• _Work to do_
Repeat all the records exactly, omitting pictures.

• _Supplied information_
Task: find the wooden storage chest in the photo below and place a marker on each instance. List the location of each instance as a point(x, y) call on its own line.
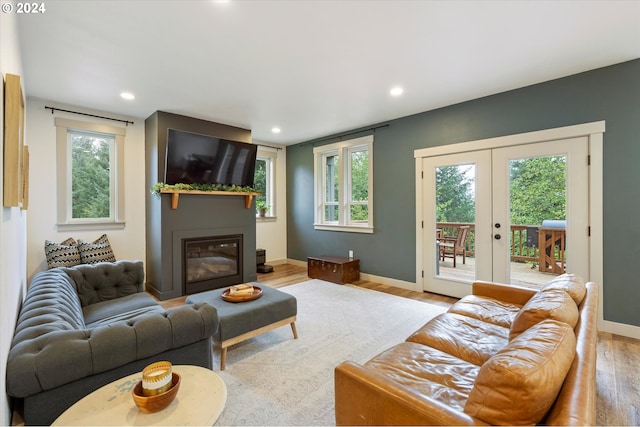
point(334, 269)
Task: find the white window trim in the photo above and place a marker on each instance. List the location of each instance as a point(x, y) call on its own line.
point(63, 176)
point(343, 149)
point(272, 156)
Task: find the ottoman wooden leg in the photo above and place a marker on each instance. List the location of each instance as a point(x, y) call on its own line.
point(223, 357)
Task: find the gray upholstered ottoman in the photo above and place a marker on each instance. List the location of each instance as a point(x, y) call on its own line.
point(239, 321)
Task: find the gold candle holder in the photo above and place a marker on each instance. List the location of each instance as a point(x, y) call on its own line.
point(156, 378)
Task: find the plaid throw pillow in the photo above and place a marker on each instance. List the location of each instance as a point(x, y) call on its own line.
point(64, 254)
point(97, 251)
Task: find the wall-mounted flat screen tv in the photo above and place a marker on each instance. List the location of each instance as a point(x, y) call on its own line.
point(203, 159)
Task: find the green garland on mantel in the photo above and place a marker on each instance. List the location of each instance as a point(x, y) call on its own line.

• _Response to the task_
Task: find the wooden storage chest in the photo below and place a marker on each instance. List the location of each instance as a point(x, y) call on its own line.
point(334, 269)
Task: find the white window trim in the photo above and place a marker on each instance. List the location of each instance as a point(x, y) call on its own line.
point(63, 176)
point(343, 149)
point(272, 156)
Task: find the ottoman wooden leg in the photo above and place a marker on each instance. List the location of each instance as a point(x, y) call on its own line.
point(223, 357)
Task: find the gray upholstered ottoman in the photo above and place a marker on each instance. List the location of each instance as a point(x, y) call on its own line.
point(239, 321)
Task: find the gold candle holder in the photo above and place a marker on each instance. List the location of each instance as a point(x, y) call on its own line.
point(156, 378)
Task: find the plaid throw pillow in the photo above and place a marker on each instance. List the location of each instance as a point(x, y) call on its own line.
point(64, 254)
point(97, 251)
Task: find the wall-mounted flat screen tv in the photo above and place a marker on each instance. List the location of each instance as a point(x, y) call on its own line.
point(203, 159)
Task: find the green garland on mantel in the photo above and place a marker on each instance. List the location of each instance as a point(x, y) call on its own line.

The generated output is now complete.